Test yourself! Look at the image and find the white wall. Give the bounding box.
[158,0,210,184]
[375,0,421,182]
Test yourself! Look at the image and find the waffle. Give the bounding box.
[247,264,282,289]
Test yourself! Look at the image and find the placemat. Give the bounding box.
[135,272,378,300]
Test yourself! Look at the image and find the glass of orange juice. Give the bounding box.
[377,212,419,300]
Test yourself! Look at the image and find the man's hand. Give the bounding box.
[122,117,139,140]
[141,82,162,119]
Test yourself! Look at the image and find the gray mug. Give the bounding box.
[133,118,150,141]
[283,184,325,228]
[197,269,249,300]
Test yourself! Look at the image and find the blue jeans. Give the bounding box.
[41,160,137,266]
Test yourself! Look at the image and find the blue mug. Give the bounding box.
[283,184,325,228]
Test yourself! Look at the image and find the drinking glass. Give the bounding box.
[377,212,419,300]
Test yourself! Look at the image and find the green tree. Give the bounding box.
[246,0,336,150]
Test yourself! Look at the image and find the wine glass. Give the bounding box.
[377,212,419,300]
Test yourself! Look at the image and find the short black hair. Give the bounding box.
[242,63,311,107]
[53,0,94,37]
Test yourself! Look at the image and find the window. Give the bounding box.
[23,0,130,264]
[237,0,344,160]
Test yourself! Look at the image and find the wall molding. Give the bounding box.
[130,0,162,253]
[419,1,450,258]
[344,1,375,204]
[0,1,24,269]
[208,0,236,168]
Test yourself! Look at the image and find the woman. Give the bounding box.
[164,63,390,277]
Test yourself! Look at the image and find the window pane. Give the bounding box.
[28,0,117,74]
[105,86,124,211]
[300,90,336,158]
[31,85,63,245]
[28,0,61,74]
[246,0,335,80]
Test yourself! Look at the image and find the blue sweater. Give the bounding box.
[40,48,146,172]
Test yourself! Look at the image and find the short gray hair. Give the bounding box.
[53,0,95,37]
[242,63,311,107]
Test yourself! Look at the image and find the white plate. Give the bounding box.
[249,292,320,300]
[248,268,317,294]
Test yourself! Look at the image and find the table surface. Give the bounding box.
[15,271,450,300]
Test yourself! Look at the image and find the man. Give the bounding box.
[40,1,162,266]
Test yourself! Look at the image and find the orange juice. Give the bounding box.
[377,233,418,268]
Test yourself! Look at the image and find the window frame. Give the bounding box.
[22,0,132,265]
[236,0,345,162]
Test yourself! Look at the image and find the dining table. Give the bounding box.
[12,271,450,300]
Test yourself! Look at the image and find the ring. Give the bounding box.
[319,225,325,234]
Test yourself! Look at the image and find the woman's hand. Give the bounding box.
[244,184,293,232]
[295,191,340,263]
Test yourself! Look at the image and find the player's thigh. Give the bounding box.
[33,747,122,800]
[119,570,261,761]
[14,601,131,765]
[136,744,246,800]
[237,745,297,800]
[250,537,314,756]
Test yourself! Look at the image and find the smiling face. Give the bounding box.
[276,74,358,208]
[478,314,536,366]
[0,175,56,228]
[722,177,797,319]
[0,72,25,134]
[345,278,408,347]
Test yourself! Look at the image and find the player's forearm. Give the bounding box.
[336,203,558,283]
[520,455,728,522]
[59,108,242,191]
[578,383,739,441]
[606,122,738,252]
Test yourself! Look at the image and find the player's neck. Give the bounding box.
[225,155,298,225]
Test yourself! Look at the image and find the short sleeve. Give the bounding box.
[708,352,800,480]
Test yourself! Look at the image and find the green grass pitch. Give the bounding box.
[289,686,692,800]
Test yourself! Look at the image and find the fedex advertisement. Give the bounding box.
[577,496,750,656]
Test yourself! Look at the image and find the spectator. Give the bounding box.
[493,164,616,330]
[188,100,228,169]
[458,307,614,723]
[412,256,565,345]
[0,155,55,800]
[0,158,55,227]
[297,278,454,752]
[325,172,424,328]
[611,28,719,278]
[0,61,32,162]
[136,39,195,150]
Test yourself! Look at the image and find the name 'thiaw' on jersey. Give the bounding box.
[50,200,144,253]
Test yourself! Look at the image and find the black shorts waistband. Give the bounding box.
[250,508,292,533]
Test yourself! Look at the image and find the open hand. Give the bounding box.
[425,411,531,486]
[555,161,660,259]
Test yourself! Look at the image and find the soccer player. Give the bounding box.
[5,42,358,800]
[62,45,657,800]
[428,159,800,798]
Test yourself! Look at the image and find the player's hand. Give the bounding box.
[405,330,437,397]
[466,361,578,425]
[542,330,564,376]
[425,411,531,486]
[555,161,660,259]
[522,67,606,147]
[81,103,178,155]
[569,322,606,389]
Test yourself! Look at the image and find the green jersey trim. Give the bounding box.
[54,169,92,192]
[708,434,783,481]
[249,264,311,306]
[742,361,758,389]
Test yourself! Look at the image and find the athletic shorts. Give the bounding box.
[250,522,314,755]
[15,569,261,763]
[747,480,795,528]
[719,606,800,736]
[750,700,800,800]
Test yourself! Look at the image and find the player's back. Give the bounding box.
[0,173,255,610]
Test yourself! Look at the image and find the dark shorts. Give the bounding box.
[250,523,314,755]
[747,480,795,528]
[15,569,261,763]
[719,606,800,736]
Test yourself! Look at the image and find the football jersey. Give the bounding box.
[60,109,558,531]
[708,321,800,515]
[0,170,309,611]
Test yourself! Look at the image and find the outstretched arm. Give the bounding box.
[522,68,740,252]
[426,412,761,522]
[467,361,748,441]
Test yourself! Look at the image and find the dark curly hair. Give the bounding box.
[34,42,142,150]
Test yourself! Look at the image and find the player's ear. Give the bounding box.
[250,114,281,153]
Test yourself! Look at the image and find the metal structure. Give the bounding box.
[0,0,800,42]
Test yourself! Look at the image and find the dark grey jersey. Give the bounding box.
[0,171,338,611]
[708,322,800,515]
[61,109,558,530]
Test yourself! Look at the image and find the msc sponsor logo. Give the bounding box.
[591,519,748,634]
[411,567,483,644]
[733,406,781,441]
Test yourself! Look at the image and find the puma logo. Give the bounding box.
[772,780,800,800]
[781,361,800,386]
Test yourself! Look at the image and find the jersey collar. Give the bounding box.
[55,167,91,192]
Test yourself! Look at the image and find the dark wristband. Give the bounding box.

* Stated problem:
Arrange every line of the records above as a Markdown table with two columns, "Row" and "Line", numbering the rows in order and leaving out blank lines.

* Written reply:
| Row | Line |
|---|---|
| 1 | Test yourself! Look at the image and find the white wall. Give the bounding box. |
| 2 | [158,0,210,184] |
| 3 | [375,0,421,182] |
| 4 | Test yourself! Look at the image and find the waffle. Give the bounding box. |
| 5 | [247,264,282,289] |
| 6 | Test yourself! Look at the image and find the placemat. Give the bounding box. |
| 7 | [135,272,378,300] |
| 8 | Test yourself! Look at the image and find the glass of orange juice. Give the bounding box. |
| 9 | [377,212,419,300] |
| 10 | Test yourself! Look at the image and find the man's hand. Give the bounding box. |
| 11 | [122,117,139,140] |
| 12 | [141,82,162,119] |
| 13 | Test yourself! Look at the image and find the gray mug. Give the bounding box. |
| 14 | [133,118,150,141] |
| 15 | [283,184,325,228] |
| 16 | [197,269,249,300] |
| 17 | Test yourself! Look at the image and find the blue jeans. Give the bounding box. |
| 18 | [41,160,137,266] |
| 19 | Test yourself! Look at the image and find the blue mug. Give the bounding box. |
| 20 | [283,184,325,228] |
| 21 | Test yourself! Look at the image and find the drinking glass. Give the bounding box. |
| 22 | [377,212,419,300] |
| 23 | Test yourself! Look at the image and find the green tree. Give the bounding box. |
| 24 | [246,0,336,150] |
| 25 | Test yourself! Look at the image and find the wine glass. Give the bounding box. |
| 26 | [377,212,419,300] |
| 27 | Test yourself! Look at the image and find the short black hair. Give the bounding box. |
| 28 | [242,63,311,107] |
| 29 | [53,0,94,37] |
| 30 | Test yourself! Look at the image and find the window. Give the bounding box. |
| 31 | [23,0,130,264] |
| 32 | [237,0,344,160] |
| 33 | Test yourself! Look at the image and find the wall molding. Give the bounding box. |
| 34 | [130,0,162,253] |
| 35 | [419,1,450,258] |
| 36 | [344,1,375,204] |
| 37 | [0,1,24,269] |
| 38 | [208,0,236,168] |
| 39 | Test yourself! Look at the image and find the woman. Give the bounding box. |
| 40 | [164,63,390,277] |
| 41 | Test yourself! Look at the image and find the window pane. Give the bounding box. |
| 42 | [28,0,117,74] |
| 43 | [105,86,124,211] |
| 44 | [300,90,336,158] |
| 45 | [31,85,63,245] |
| 46 | [28,0,61,74] |
| 47 | [246,0,335,80] |
| 48 | Test yourself! Look at the image and find the blue sweater. Give the bounding box. |
| 49 | [40,48,146,172] |
| 50 | Test yourself! Look at the image and find the short gray hair. Give the bounding box. |
| 51 | [53,0,95,37] |
| 52 | [242,63,311,107] |
| 53 | Test yourself! Look at the image and find the white plate. Give the bounding box. |
| 54 | [249,292,320,300] |
| 55 | [248,268,317,294] |
| 56 | Test yourself! Look at the image and find the table surface. Give the bounding box. |
| 57 | [15,271,450,300] |
| 58 | Test yourself! Look at the image and find the man. Give the bounding box. |
| 59 | [40,1,162,266] |
| 60 | Test yourself! Look at the image and find the orange juice. Give the bounding box. |
| 61 | [377,233,418,268] |
| 62 | Test yourself! Look at the image and find the window frame. Give the bounding box. |
| 63 | [22,0,132,265] |
| 64 | [236,0,345,162] |
| 65 | Test yourself! Look at the image and find the dining table. Give the bounding box. |
| 66 | [12,271,450,300] |
| 67 | Test yourself! Look at the image and find the ring. Give the bounding box. |
| 68 | [319,225,325,234] |
| 69 | Test yourself! Look at the image and find the woman's hand. Give the bounding box. |
| 70 | [244,184,293,232] |
| 71 | [295,191,340,263] |
| 72 | Test yourself! Look at the image and find the player's thigh. Give the bounding box. |
| 73 | [33,747,122,800] |
| 74 | [119,570,261,761] |
| 75 | [14,601,131,765] |
| 76 | [136,744,246,800] |
| 77 | [237,745,297,800] |
| 78 | [250,537,314,756] |
| 79 | Test yourself! Look at the image and find the smiling face. Give the bounding box. |
| 80 | [276,74,358,208] |
| 81 | [478,314,536,366] |
| 82 | [0,175,56,228] |
| 83 | [722,177,797,319] |
| 84 | [0,72,25,134] |
| 85 | [345,278,408,347] |
| 86 | Test yourself! Look at the image and find the player's forearm. Give the bounding box. |
| 87 | [336,203,558,283] |
| 88 | [520,455,728,522] |
| 89 | [59,108,242,191] |
| 90 | [578,383,739,441] |
| 91 | [606,122,738,252] |
| 92 | Test yourself! Look at the image and find the player's neck. Give the bounding box. |
| 93 | [225,155,298,225] |
| 94 | Test yourself! Look at the image and find the short sleeve. Give the bounding box. |
| 95 | [708,352,800,480] |
| 96 | Test yourself! Look at the image and find the green grass pitch. Give the bounding box. |
| 97 | [289,686,692,800] |
| 98 | Test yourself! Look at the image and find the fedex advertisement. Give the bounding box. |
| 99 | [577,496,750,656] |
| 100 | Test yourself! Look at the image and find the spectator. Give the bounding box. |
| 101 | [493,164,616,330] |
| 102 | [188,100,228,169] |
| 103 | [458,307,614,723] |
| 104 | [412,256,565,345] |
| 105 | [0,155,55,800] |
| 106 | [0,158,55,227] |
| 107 | [297,278,454,752] |
| 108 | [325,172,424,328] |
| 109 | [611,28,719,278] |
| 110 | [0,61,32,162] |
| 111 | [136,39,195,150] |
| 112 | Test yourself! Look at the image and find the name 'thiaw' on jersey. Give the bounding box. |
| 113 | [50,200,144,253] |
| 114 | Test yourself! Look at the image and find the black shorts waistband. Give the bounding box. |
| 115 | [250,508,292,533] |
| 116 | Test yourself! Look at the image and find the open hand. Give the bounding box. |
| 117 | [425,411,531,486] |
| 118 | [555,161,660,259] |
| 119 | Test yourself! Look at the image and find the soccer player. Give the bounding box. |
| 120 | [5,42,358,800] |
| 121 | [62,45,657,800] |
| 122 | [428,159,800,798] |
| 123 | Test yourself! Look at the image and find the player's hand. Give the bounding box. |
| 124 | [405,330,437,397] |
| 125 | [466,361,578,425] |
| 126 | [542,330,564,376] |
| 127 | [425,411,531,486] |
| 128 | [555,161,660,259] |
| 129 | [522,67,606,147] |
| 130 | [81,103,178,155] |
| 131 | [569,322,606,389] |
| 132 | Test yourself! Look at the image and find the green jersey trim. Give the bounding box. |
| 133 | [54,169,92,192] |
| 134 | [708,434,783,481] |
| 135 | [249,264,311,306] |
| 136 | [742,361,758,389] |
| 137 | Test yourself! Look at the image and find the athletic shorts. Give the bounding box. |
| 138 | [250,522,314,755] |
| 139 | [15,569,261,763] |
| 140 | [747,480,795,528] |
| 141 | [719,606,800,736] |
| 142 | [750,700,800,800] |
| 143 | Test yourself! Look at the image and find the player's back. Give the bounding box. |
| 144 | [0,173,255,610] |
| 145 | Test yourself! Look at the image and find the dark shorts. Give the bounding box. |
| 146 | [250,523,314,755] |
| 147 | [747,480,795,528] |
| 148 | [15,569,261,763] |
| 149 | [719,606,800,736] |
| 150 | Test yourself! Look at the image and find the football jersey. Give the bounding box. |
| 151 | [60,109,558,531] |
| 152 | [708,321,800,515] |
| 153 | [0,170,309,611] |
| 154 | Test yourself! Look at the image and find the outstretched arm. Give the bounding box. |
| 155 | [522,68,740,252] |
| 156 | [426,412,761,522] |
| 157 | [467,361,748,441] |
| 158 | Test yourself! Look at the image and find the dark curly hair. Give the bounding box. |
| 159 | [34,42,142,150] |
| 160 | Test yourself! Look at the image and find the player's ear. Give the bounding box. |
| 161 | [250,114,281,153] |
| 162 | Test yourself! Look at the image and find the metal structure. Give the bounding box. |
| 163 | [0,0,800,42] |
| 164 | Test yourself! Look at the image and find the dark grey jersey. Give the bounding box. |
| 165 | [0,171,338,611] |
| 166 | [708,322,800,515] |
| 167 | [61,109,558,530] |
| 168 | Test yourself! Look at the image and find the msc sponsor logo. Give the bounding box. |
| 169 | [591,519,748,634] |
| 170 | [411,567,483,644] |
| 171 | [733,406,781,441] |
| 172 | Test yourself! Look at the image and find the puma logo. Give the bounding box. |
| 173 | [772,780,800,800] |
| 174 | [781,361,800,386] |
| 175 | Test yourself! Look at the image and find the jersey collar. Give the bounding box. |
| 176 | [55,167,91,192] |
| 177 | Test yourself! Look at the image and find the dark wristband. Give the bounding box. |